> Page text
────────────────
September 22nd, 2014, 8:05 am
* Kingman ** Kingman *
User avatar
  • Joined: August 25th, 2014, 10:28 am
  • Posts: 268

If you've never had homemade horseradish, you're really missing out! The difference between store bought "prepared" horseradish and fresh, homemade horseradish is about as big as the difference between buying a tub of "bbq" at a discount warehouse and making perfect pulled pork on your Yoder! Plus, it's about as easy as can be...

  1. I large piece of horseradish root, typically 8-10" long
  2. distilled white vinegar
  3. cold water
  4. kosher salt
  5. white granulated sugar (optional)

  1. trim ends of horseradish, peel entire root, removing most of the brown areas and dice into approximately 1" pieces
  2. Place horseradish cubes into food processor with about one to two tablespoons of cold water. You don't want it to get watery--1 TBSP may be enough--the water just simply lets the horseradish pulse a bit more smoothly in the food processor, without impacting the strength of the final horseradish blend.
  3. Pulse or blend horseradish and water until well pureed and you have reached the desired consistency--coarse or fine
  4. Carefully open lid of food processor, keeping face well away from lid. WARNING: Freshly ground horseradish is VERY strong and can give you a seriously unpleasant burn to eyes and nose if you're not very careful!! I always keep my face at arm's length away at this point.
  5. Add distilled vinegar, salt and optional sugar.
    a. There is a choice to be made here. The strength of your horseradish is highly dependent on how long you wait to add the vinegar to the ground horseradish. The longer you wait (up to 3-5 minutes), the stronger it will get. So, I find that adding vinegar within 30 to 60 seconds after pureeing is plenty for me (and, I love hot, spicy food). If you want killer horseradish, then just wait 2-3 minutes before adding the vinegar.
────────────────
> Stated task 1
Copy out every entry from the line containing "red car side" down to the line containing "blue car roof", with both of those lines and all requests included. Shift each coordinate in the answers by -121.

> Material for this exercise
────────────────
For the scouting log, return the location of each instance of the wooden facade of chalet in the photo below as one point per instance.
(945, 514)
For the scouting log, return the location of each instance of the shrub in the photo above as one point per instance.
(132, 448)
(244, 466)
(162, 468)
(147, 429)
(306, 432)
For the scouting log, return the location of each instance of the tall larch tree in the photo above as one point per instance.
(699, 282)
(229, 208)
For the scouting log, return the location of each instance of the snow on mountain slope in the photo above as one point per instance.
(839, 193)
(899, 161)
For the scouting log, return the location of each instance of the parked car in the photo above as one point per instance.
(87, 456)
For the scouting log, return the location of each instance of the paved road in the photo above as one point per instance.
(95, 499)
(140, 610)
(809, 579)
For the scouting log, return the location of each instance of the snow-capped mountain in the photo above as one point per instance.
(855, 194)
────────────────
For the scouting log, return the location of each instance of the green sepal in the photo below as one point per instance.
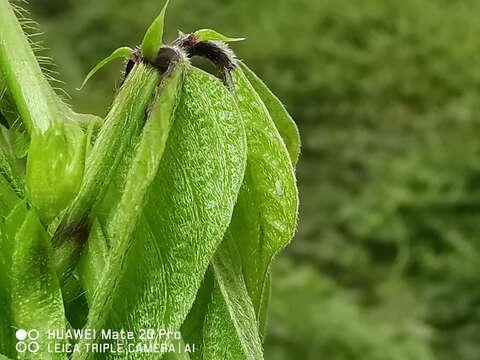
────────────────
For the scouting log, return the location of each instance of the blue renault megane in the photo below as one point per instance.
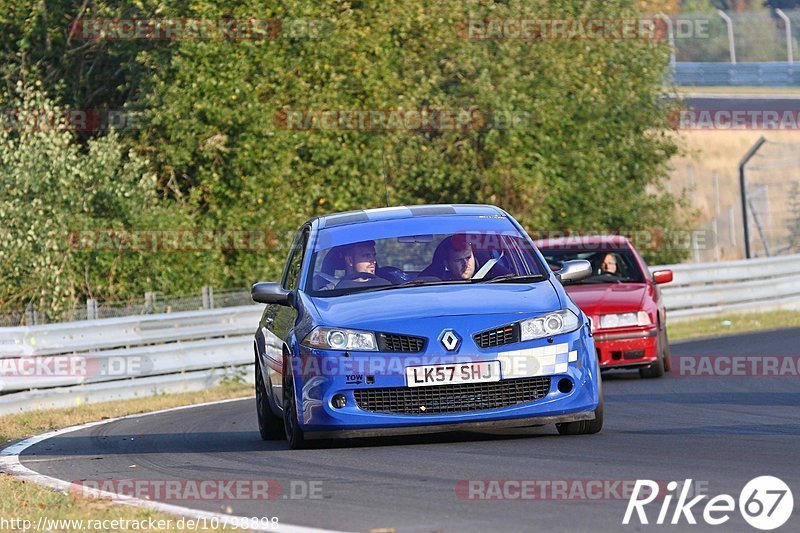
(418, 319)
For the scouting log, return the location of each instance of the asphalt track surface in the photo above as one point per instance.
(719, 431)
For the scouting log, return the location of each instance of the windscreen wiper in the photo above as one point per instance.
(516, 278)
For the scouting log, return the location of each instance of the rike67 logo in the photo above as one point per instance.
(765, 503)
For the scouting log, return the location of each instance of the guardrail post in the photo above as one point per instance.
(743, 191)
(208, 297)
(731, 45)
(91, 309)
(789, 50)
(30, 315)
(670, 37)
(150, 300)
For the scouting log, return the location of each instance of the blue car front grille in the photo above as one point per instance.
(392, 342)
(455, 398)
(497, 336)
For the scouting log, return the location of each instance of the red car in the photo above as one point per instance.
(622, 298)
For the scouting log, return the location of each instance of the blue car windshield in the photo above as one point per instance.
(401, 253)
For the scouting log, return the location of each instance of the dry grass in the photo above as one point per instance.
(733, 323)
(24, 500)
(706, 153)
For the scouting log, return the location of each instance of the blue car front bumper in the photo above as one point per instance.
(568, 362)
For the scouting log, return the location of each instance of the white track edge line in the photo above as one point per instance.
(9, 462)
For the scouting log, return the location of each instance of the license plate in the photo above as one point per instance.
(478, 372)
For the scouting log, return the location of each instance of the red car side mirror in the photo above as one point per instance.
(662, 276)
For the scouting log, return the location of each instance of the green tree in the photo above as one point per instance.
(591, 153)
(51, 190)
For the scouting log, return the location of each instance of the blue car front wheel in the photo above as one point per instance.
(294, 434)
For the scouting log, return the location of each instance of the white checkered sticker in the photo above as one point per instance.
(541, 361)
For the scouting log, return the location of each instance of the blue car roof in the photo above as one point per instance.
────────────────
> Stated task 2
Reproduce the homemade horseradish post in full, word for word.

> Correct response 1
For the scouting log, return the location of each instance of the red car side mirror in the photo above as one point per instance.
(541, 155)
For the scouting log, return the location of each instance of the green tree in the photo above as one point per instance.
(470, 32)
(-70, 69)
For the scouting log, return the location of each instance of the blue car front wheel in the photo above as one point per instance.
(173, 313)
For the scouting log, return the location of each instance of the white checkered sticker in the photo above as one point per instance.
(420, 240)
For the scouting log, return the location of each instance of the blue car roof in the photo above as one point per instance.

> Correct response 2
September 22nd, 2014, 8:05 am
* Kingman ** Kingman *
User avatar
  • Joined: August 25th, 2014, 10:28 am
  • Posts: 268

If you've never had homemade horseradish, you're really missing out! The difference between store bought "prepared" horseradish and fresh, homemade horseradish is about as big as the difference between buying a tub of "bbq" at a discount warehouse and making perfect pulled pork on your Yoder! Plus, it's about as easy as can be...

  1. I large piece of horseradish root, typically 8-10" long
  2. distilled white vinegar
  3. cold water
  4. kosher salt
  5. white granulated sugar (optional)

  1. trim ends of horseradish, peel entire root, removing most of the brown areas and dice into approximately 1" pieces
  2. Place horseradish cubes into food processor with about one to two tablespoons of cold water. You don't want it to get watery--1 TBSP may be enough--the water just simply lets the horseradish pulse a bit more smoothly in the food processor, without impacting the strength of the final horseradish blend.
  3. Pulse or blend horseradish and water until well pureed and you have reached the desired consistency--coarse or fine
  4. Carefully open lid of food processor, keeping face well away from lid. WARNING: Freshly ground horseradish is VERY strong and can give you a seriously unpleasant burn to eyes and nose if you're not very careful!! I always keep my face at arm's length away at this point.
  5. Add distilled vinegar, salt and optional sugar.
    a. There is a choice to be made here. The strength of your horseradish is highly dependent on how long you wait to add the vinegar to the ground horseradish. The longer you wait (up to 3-5 minutes), the stronger it will get. So, I find that adding vinegar within 30 to 60 seconds after pureeing is plenty for me (and, I love hot, spicy food). If you want killer horseradish, then just wait 2-3 minutes before adding the vinegar.